» **Given records**
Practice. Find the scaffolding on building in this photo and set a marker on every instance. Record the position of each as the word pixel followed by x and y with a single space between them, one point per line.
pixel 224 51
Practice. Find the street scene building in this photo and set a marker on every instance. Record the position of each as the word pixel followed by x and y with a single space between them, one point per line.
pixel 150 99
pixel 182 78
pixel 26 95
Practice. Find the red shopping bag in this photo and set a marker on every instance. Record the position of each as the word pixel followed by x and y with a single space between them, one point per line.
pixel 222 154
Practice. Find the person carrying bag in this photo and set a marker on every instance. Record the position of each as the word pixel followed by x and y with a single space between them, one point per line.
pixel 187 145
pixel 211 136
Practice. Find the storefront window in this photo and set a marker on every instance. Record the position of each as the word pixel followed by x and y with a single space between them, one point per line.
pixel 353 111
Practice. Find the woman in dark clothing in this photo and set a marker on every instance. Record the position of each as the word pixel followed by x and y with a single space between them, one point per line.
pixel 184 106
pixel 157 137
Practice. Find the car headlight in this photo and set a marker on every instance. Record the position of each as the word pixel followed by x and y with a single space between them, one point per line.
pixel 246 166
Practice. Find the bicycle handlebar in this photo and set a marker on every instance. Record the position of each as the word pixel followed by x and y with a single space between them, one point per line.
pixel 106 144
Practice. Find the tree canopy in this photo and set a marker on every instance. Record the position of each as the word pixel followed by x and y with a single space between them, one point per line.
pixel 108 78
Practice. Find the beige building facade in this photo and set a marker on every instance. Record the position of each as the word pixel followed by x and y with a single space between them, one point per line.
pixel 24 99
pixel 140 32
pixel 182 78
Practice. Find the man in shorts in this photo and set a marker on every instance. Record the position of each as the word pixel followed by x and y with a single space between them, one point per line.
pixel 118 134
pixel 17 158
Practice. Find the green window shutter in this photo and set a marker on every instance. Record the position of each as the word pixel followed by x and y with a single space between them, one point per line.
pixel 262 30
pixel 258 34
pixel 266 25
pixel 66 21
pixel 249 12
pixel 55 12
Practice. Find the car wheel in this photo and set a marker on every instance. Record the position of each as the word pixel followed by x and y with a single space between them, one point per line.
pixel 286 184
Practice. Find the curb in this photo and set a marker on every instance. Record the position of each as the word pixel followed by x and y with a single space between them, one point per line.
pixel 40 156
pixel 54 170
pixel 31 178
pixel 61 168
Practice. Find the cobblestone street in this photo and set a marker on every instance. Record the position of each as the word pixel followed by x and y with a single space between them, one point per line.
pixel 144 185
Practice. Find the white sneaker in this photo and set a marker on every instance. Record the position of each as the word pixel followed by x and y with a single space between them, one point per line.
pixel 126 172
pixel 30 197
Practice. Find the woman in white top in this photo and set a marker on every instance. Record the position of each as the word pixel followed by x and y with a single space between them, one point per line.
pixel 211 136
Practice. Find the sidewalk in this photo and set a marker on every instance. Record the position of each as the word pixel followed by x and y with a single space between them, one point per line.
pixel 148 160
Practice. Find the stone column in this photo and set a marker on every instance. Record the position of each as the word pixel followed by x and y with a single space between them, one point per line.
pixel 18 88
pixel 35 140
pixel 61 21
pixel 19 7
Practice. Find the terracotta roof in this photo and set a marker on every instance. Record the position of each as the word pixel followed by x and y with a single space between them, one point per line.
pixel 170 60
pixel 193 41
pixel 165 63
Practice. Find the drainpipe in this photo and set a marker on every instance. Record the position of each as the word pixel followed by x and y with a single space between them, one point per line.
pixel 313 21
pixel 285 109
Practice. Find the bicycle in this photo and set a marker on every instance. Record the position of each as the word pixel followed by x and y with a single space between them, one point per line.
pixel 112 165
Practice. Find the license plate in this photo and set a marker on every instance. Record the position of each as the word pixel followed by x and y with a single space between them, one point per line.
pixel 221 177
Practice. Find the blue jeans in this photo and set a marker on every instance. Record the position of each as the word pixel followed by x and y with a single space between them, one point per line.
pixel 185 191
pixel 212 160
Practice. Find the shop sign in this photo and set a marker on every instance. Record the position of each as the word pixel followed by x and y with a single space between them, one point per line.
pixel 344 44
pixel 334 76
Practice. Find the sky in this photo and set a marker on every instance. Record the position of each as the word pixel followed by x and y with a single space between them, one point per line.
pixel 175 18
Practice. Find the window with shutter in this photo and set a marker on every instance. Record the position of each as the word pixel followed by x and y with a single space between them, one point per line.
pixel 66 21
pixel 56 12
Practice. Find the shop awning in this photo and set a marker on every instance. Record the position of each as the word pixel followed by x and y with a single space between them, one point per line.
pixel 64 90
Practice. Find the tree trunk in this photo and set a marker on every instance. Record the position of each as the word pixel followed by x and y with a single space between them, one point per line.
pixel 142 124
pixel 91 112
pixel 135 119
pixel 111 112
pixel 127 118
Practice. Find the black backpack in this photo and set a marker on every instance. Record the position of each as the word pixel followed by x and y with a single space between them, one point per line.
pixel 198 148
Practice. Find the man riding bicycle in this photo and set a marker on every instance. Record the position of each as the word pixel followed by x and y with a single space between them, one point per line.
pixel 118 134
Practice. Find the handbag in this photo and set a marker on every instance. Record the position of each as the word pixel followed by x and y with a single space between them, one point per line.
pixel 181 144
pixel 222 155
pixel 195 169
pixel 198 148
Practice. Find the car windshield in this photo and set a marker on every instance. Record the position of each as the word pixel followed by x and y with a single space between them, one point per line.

» **Given problem**
Copy every line above word for word, without changing anything.

» **Result of this exercise**
Practice. Find the scaffolding on building in this photo and set a marker on every instance. Record the position of each as the word pixel followed by x and y with a single space between them, one point per line.
pixel 224 51
Practice. Find the street scene building in this photo and set a marker on every instance. Record the position of each as the word pixel followed by x and y with a single space between them, one point per line.
pixel 150 99
pixel 182 78
pixel 26 95
Practice. Find the red shopping bag in this photo and set a marker on every instance. Record the position of each as the word pixel followed by x and y with a single space between them, one point per line.
pixel 222 154
Practice. Find the person carrying bag in this photo and set a marker on every instance. Record the position of each as the word pixel followed by x and y with a single space between them, one point per line.
pixel 187 145
pixel 211 136
Practice. Find the storefront window in this photo and set a marker on every instance. Record the position of each as the word pixel followed by x and y with a single space between them, one point per line.
pixel 353 111
Practice. Find the woman in dark clothing in this photo and set a marker on every instance. Record the position of each as the word pixel followed by x and y with a single space between them, one point per line.
pixel 184 106
pixel 157 137
Practice. Find the car headlight in this photo and set a marker on every instance. Record the position of each as the word pixel followed by x and y with a single space between them, one point per line.
pixel 246 166
Practice. Find the bicycle handlebar in this photo and set a marker on every instance. Record the position of each as the word pixel followed by x and y with a single space between them, one point per line.
pixel 106 144
Practice. Find the tree canopy in this photo and set a marker on every instance. Record the position of each as the word pixel followed by x and y with a single space between them, one point per line.
pixel 108 78
Practice. Find the beige building facade in this photo and set a marker on every instance. Record the position of each as the word pixel followed by x and y with a single space between them, one point per line.
pixel 24 99
pixel 140 32
pixel 182 78
Practice. Find the man in shorts in this photo and set a marker on every instance. Record the position of each as the word pixel followed by x and y with a single space between them, one point per line.
pixel 118 134
pixel 17 158
Practice. Find the green window shutter in this photo and set a marker on every instance. Record the position of each as the word pixel followed by x and y with a single space between them, one point per line.
pixel 262 30
pixel 258 34
pixel 266 25
pixel 66 21
pixel 249 12
pixel 55 12
Practice. Find the car wheel in this photo and set a marker on every instance. Record the position of each as the word pixel followed by x and y with a single space between them, one point per line.
pixel 286 184
Practice. Find the curb in this photo and set a marker on every instance. Record the position of each as the word pixel followed by x and y with a single space between them, one point per line.
pixel 40 156
pixel 54 170
pixel 31 178
pixel 61 168
Practice. Find the cobblestone street in this photo and set a marker on every instance. Record the position of each as the word pixel followed by x and y with a single space between them, one point per line.
pixel 144 185
Practice. Find the white sneaker in this photo and set a marker on every instance. Record the position of each as the word pixel followed by x and y with a single space between them, one point per line.
pixel 126 172
pixel 30 197
Practice. Find the woman in white top in this photo and set a marker on every instance. Record the position of each as the word pixel followed by x and y with a single space between them, one point per line.
pixel 211 136
Practice. Find the sidewalk in this photo and set a marker on every instance. Record the position of each as the word pixel followed by x and y with a single space between them, one point per line.
pixel 148 160
Practice. Find the stone column in this photo and set a marker on every instance. Record the position of each as the word pixel followed by x and y with a single space between them, one point per line.
pixel 18 88
pixel 35 140
pixel 61 21
pixel 19 7
Practice. Find the terracotta roof in this photo and set a marker on every instance. Record the position of each as the word pixel followed by x and y with a single space between them, one point per line.
pixel 170 60
pixel 193 41
pixel 165 63
Practice. Find the drainpipe in this photo and set a marker on every instance. Record the position of each as the word pixel followed by x and y with a single space between them, one point per line.
pixel 313 21
pixel 285 109
Practice. Find the bicycle in this photo and set a marker on every instance. Record the position of each as the word pixel followed by x and y with a single space between them, one point per line.
pixel 112 165
Practice. Find the license plate in this photo and set a marker on every instance. Record the position of each as the word pixel followed by x and y with a single space between them, one point per line.
pixel 221 177
Practice. Find the blue jeans in this photo and set a marker on every instance. Record the position of each as the word pixel followed by x and y with a single space between them, one point per line.
pixel 185 191
pixel 212 160
Practice. Find the shop sign in this photo and set a marker on every instance. Record the position of each as the word pixel followed by x and y with a single space between them, one point per line.
pixel 344 44
pixel 334 76
Practice. Find the sky in this photo and set a marker on every instance. Record the position of each as the word pixel followed by x and y with a single space between them, one point per line.
pixel 175 18
Practice. Find the window with shutter in this photo and set a marker on every instance. Record the position of each as the word pixel followed by x and y with a single space between them, one point per line.
pixel 66 21
pixel 56 12
Practice. Find the shop awning in this photo and set a marker on every instance. Record the position of each as the word pixel followed by x and y with a single space between them, one point per line.
pixel 64 90
Practice. Find the tree trunk in this photo and set a marker on every instance. Record the position of each as the word pixel followed by x and y with a single space between them, one point per line.
pixel 142 124
pixel 91 112
pixel 135 119
pixel 111 112
pixel 127 118
Practice. Find the black backpack in this photo and set a marker on every instance. Record the position of each as the word pixel followed by x and y with a single space between them, one point per line.
pixel 198 148
Practice. Find the man riding bicycle in this photo and set a marker on every instance. Record the position of each as the word pixel followed by x and y with a single space between them, one point per line.
pixel 118 134
Practice. Find the handbag in this photo and set a marker on every instance. Record the position of each as the word pixel followed by x and y with a single space between them, one point per line.
pixel 181 144
pixel 222 155
pixel 195 169
pixel 198 148
Practice. Find the car windshield in this photo and set a marker on every instance. Record the position of each as the word pixel followed by x and y with a single space between them, one point per line.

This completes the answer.